_WORK TO COMPLETE_
Although the entries contain pictures, write out only their text, exactly as it stands.

Stored data entries:
====

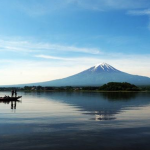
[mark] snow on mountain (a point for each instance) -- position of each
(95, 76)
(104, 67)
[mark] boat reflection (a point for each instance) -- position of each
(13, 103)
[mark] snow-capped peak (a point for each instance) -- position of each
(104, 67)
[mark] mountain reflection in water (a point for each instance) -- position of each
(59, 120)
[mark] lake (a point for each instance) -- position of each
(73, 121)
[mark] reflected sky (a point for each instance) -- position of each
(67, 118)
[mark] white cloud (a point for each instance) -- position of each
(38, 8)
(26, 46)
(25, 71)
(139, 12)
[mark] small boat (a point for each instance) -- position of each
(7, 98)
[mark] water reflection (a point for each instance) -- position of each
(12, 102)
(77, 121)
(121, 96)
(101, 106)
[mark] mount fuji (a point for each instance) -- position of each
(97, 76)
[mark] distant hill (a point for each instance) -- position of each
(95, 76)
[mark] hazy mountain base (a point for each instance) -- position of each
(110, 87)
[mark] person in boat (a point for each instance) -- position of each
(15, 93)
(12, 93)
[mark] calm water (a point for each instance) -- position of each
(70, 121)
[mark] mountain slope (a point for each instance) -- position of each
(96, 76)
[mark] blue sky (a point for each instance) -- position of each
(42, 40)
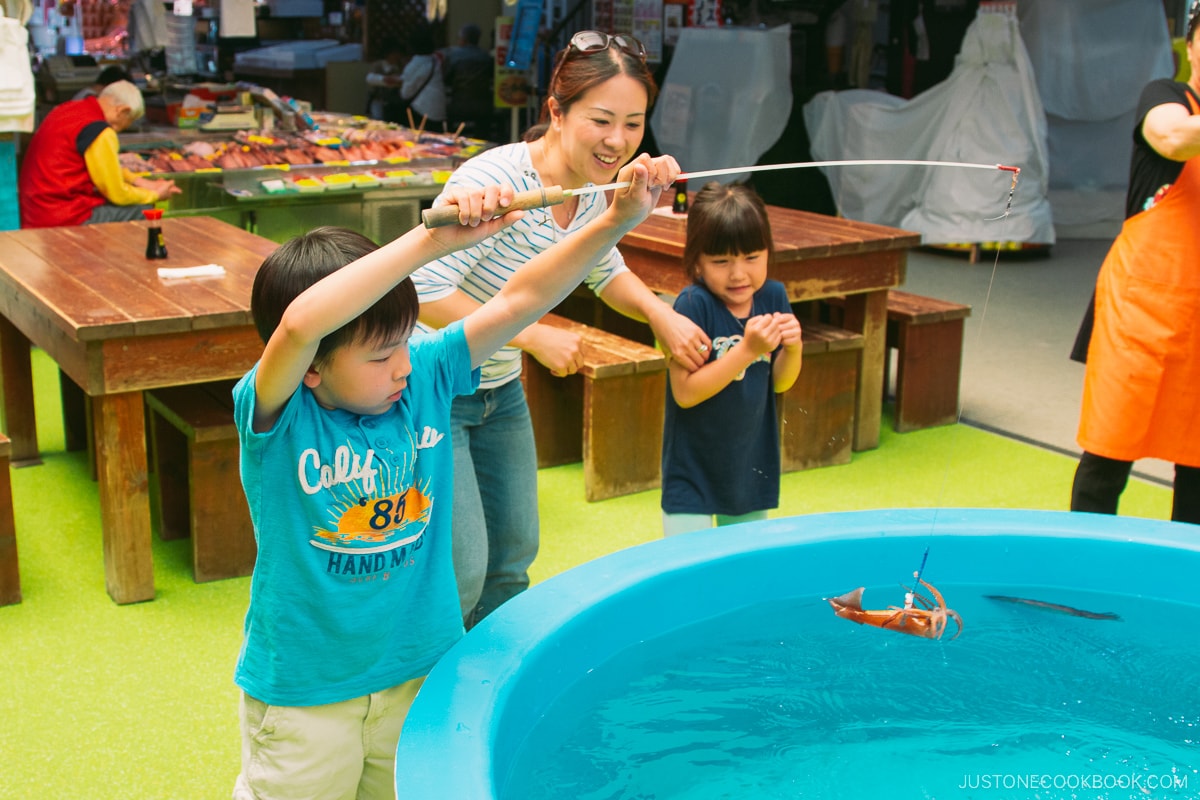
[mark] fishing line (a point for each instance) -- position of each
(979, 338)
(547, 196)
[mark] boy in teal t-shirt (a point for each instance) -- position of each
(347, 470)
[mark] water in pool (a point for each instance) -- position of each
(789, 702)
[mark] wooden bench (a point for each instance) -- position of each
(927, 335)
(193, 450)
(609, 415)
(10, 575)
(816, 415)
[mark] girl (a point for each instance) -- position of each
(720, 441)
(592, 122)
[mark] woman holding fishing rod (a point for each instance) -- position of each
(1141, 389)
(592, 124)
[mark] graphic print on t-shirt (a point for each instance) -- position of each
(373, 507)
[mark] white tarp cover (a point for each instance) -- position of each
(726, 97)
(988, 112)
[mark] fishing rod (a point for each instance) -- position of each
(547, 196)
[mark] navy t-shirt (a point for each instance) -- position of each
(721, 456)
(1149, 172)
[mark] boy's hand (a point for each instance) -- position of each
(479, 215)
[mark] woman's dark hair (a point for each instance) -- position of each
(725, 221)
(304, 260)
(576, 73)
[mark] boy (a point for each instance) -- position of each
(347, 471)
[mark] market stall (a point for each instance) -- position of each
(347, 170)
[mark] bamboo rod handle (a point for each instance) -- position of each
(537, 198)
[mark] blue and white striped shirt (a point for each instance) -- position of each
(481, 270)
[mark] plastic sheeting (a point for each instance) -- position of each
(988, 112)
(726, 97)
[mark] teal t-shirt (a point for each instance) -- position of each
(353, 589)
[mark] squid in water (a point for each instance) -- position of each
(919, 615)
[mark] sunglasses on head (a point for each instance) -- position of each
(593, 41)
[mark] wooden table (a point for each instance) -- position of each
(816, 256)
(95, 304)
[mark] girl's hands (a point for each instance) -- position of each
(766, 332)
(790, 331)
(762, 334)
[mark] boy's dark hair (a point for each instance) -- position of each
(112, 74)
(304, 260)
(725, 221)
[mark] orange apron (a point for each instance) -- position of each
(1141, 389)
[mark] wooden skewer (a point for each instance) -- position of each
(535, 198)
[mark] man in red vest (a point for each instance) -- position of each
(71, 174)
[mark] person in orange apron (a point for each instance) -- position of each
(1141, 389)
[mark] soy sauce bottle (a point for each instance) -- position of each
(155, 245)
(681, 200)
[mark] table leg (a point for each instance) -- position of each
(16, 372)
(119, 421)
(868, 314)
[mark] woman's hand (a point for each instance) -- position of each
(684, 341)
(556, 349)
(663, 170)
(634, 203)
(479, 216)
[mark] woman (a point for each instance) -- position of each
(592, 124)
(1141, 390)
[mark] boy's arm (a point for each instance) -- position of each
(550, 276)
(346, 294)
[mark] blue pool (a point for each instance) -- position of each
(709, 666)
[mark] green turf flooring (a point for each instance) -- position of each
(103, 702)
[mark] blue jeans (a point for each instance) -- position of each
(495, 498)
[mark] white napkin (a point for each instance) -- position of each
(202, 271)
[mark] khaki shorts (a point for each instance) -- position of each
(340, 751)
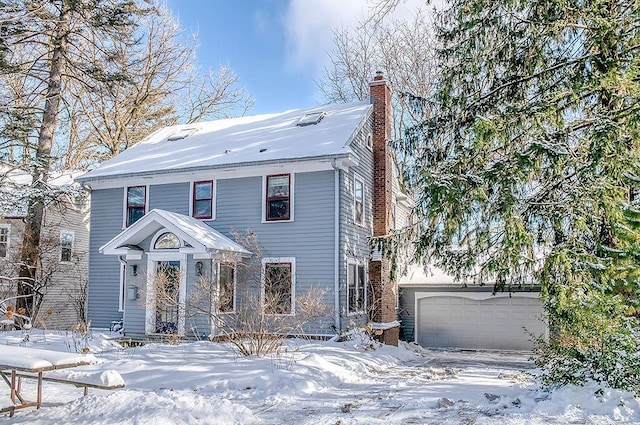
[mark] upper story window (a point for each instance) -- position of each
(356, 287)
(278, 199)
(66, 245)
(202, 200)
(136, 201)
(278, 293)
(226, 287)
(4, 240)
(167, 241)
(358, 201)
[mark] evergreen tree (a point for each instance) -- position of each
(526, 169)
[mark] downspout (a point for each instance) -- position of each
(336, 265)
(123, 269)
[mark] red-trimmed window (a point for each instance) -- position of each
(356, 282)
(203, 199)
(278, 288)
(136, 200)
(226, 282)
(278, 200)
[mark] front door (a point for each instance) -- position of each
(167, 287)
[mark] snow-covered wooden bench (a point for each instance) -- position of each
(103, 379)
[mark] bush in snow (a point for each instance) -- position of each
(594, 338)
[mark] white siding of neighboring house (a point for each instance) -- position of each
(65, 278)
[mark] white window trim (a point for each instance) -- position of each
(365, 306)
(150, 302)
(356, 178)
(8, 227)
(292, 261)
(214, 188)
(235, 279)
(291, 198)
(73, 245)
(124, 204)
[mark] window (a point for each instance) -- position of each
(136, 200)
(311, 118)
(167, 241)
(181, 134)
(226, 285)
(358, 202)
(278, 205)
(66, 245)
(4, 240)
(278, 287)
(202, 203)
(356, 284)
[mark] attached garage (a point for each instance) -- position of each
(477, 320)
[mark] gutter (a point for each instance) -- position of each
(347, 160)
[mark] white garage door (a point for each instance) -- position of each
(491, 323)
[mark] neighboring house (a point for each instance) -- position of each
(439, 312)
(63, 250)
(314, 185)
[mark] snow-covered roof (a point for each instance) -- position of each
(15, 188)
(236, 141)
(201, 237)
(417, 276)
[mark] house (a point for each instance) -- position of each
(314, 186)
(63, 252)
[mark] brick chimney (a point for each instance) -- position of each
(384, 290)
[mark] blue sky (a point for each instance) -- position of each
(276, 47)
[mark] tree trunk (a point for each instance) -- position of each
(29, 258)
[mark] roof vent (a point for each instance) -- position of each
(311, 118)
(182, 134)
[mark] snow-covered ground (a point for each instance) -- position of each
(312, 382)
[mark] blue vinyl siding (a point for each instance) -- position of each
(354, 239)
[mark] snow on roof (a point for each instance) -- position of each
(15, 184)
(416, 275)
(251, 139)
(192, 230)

====

_ANSWER SPACE_
[mark] snow on mountain (a point for each instance) -- position of each
(95, 76)
(104, 67)
[mark] boat reflection (a point for each instance) -- position of each
(13, 103)
[mark] snow-capped peak (a point for each instance) -- position of each
(104, 67)
[mark] mountain reflection in water (a point for each instance) -- position of each
(59, 120)
[mark] lake (a point for each instance) -- position of each
(73, 121)
[mark] reflected sky (a point for each instance) -- position of each
(67, 118)
[mark] white cloud (a point for each instance) -- position of each
(38, 8)
(26, 46)
(25, 71)
(139, 12)
[mark] small boat (a point for each instance) -- position of each
(7, 98)
[mark] water reflection (a point for each instance) -- position of each
(12, 102)
(77, 121)
(121, 96)
(101, 106)
[mark] mount fuji (a point for each instance) -- position of each
(97, 76)
[mark] distant hill (a point for each instance) -- position of each
(95, 76)
[mark] hazy mountain base (a point for each instance) -- position of each
(110, 87)
[mark] person in boat (a point for each instance) -- position of each
(15, 93)
(12, 93)
[mark] calm water (a point for each instance) -- position of each
(70, 121)
[mark] mountain slope (a point for each instance) -- position of each
(96, 76)
[mark] blue sky (a point for each instance) -- position of each
(42, 40)
[mark] fishing line (a point for each instance) -- position of each
(979, 338)
(547, 196)
[mark] boy in teal t-shirt (a point for each instance) -- position of each
(347, 470)
[mark] water in pool (a point for each instance) -- position of each
(789, 702)
[mark] wooden bench (a point for each instance) -- position of each
(927, 335)
(193, 450)
(609, 415)
(10, 575)
(816, 415)
[mark] girl (a point for each instance) -- position of each
(720, 441)
(592, 122)
[mark] woman holding fishing rod (a point for each instance) -- position of each
(1141, 389)
(592, 124)
[mark] graphic print on t-shirt (a point for each instance) -- position of each
(373, 507)
[mark] white tarp cover (a point for each instance) -- position of each
(726, 97)
(988, 112)
[mark] fishing rod (a point for each instance) -- position of each
(547, 196)
[mark] navy t-shirt (a point for each instance) -- position of each
(721, 456)
(1149, 172)
[mark] boy's hand (a point for each instance) -- position of each
(479, 215)
[mark] woman's dark hair (a point for each instance) -- position of each
(725, 221)
(304, 260)
(576, 73)
[mark] boy (a point for each instance) -- position of each
(347, 471)
[mark] market stall (a point for each instance) -- position of each
(347, 170)
[mark] bamboo rod handle (a point for each instance) -- position of each
(537, 198)
[mark] blue and white striped shirt (a point for each instance) -- position of each
(481, 270)
[mark] plastic sheeting (a point for each instance) -- position of each
(988, 112)
(726, 97)
[mark] teal t-shirt (a point for each instance) -- position of each
(353, 589)
[mark] squid in water (a point for each instance) -- position of each
(919, 615)
[mark] sunglasses on head (a point for each instance) -- position of each
(593, 41)
[mark] wooden table (a point for each instance) -- position of each
(816, 256)
(95, 304)
[mark] girl's hands (a point for each instance) -- position of each
(766, 332)
(790, 331)
(762, 334)
[mark] boy's dark hair (a point for each instance) -- position of each
(112, 74)
(304, 260)
(725, 221)
[mark] orange apron (a point for each instance) -- position of each
(1141, 389)
[mark] wooden skewer (a point for each instance) -- position of each
(535, 198)
[mark] man in red vest (a point for each instance) -- position of each
(71, 174)
[mark] person in orange apron (a point for each instance) -- position of each
(1141, 389)
[mark] soy sauce bottle (a point for each instance) -- position of each
(155, 245)
(681, 200)
[mark] table leg (a point for each instance) -- position of each
(16, 372)
(119, 421)
(868, 314)
[mark] woman's hand (a point for each instance) -- position of each
(684, 341)
(556, 349)
(663, 170)
(634, 203)
(479, 216)
[mark] woman (a point for each instance) -- position of each
(592, 124)
(1141, 390)
[mark] boy's arm (a point for each instance) -- position of each
(550, 276)
(346, 294)
[mark] blue pool (a point for each instance) -- position of each
(709, 666)
[mark] green turf flooring (a point for each instance) -- position of each
(103, 702)
[mark] blue jeans (a point for each instance) -- position of each
(495, 498)
[mark] white napkin (a point for each instance) -- position of each
(202, 271)
[mark] khaki shorts (a point for each instance) -- position of each
(340, 751)
[mark] upper story window (a point for each instance) -- position of each
(356, 287)
(278, 199)
(66, 245)
(202, 200)
(136, 201)
(278, 293)
(226, 287)
(4, 240)
(167, 241)
(358, 201)
[mark] evergreen tree (a point for each instance) -- position of each
(526, 169)
[mark] downspout (a point for each instance) -- position of each
(336, 265)
(123, 269)
[mark] red-trimmed window (a point for each instance) -- position of each
(356, 282)
(203, 199)
(278, 288)
(136, 200)
(226, 282)
(278, 200)
[mark] front door (a point for each instance) -- position of each
(167, 287)
[mark] snow-covered wooden bench (a point for each instance) -- position of each
(103, 379)
[mark] bush in snow (a point for each instance) -- position of each
(594, 338)
[mark] white siding of neighboring house (a point for each instance) -- position of each
(65, 278)
[mark] white window trim (a point for each instance) -- position of each
(365, 306)
(150, 302)
(356, 178)
(8, 227)
(292, 261)
(214, 188)
(235, 279)
(291, 198)
(73, 245)
(124, 204)
[mark] window (a point for each instance) -- position of each
(136, 200)
(311, 118)
(167, 241)
(181, 134)
(226, 285)
(358, 202)
(278, 205)
(66, 245)
(4, 240)
(278, 287)
(202, 203)
(356, 284)
[mark] attached garage (a point for each instance) -- position of each
(477, 320)
[mark] gutter (a point for each instance) -- position of each
(347, 160)
[mark] white garage door (a point for each instance) -- position of each
(491, 323)
[mark] neighboring house (a point for each instance) -- position of each
(439, 312)
(63, 250)
(314, 185)
[mark] snow-covered roof (a point for each instance) -- position of each
(15, 188)
(236, 141)
(201, 237)
(417, 276)
[mark] house (a point for each instance) -- position of each
(314, 186)
(63, 252)
[mark] brick chimney (a point for each instance) -- position of each
(384, 290)
[mark] blue sky (a point for each instance) -- position of each
(276, 47)
[mark] tree trunk (a point for each instance) -- position of each
(29, 258)
[mark] roof vent (a point for each instance) -- position of each
(311, 118)
(182, 134)
[mark] snow-covered ground (a point for each instance) -- position of each
(312, 382)
[mark] blue vinyl siding (a point for each instance) -- position of each
(354, 239)
[mark] snow on roof (a point for each instance) -- position of each
(15, 184)
(416, 275)
(251, 139)
(192, 230)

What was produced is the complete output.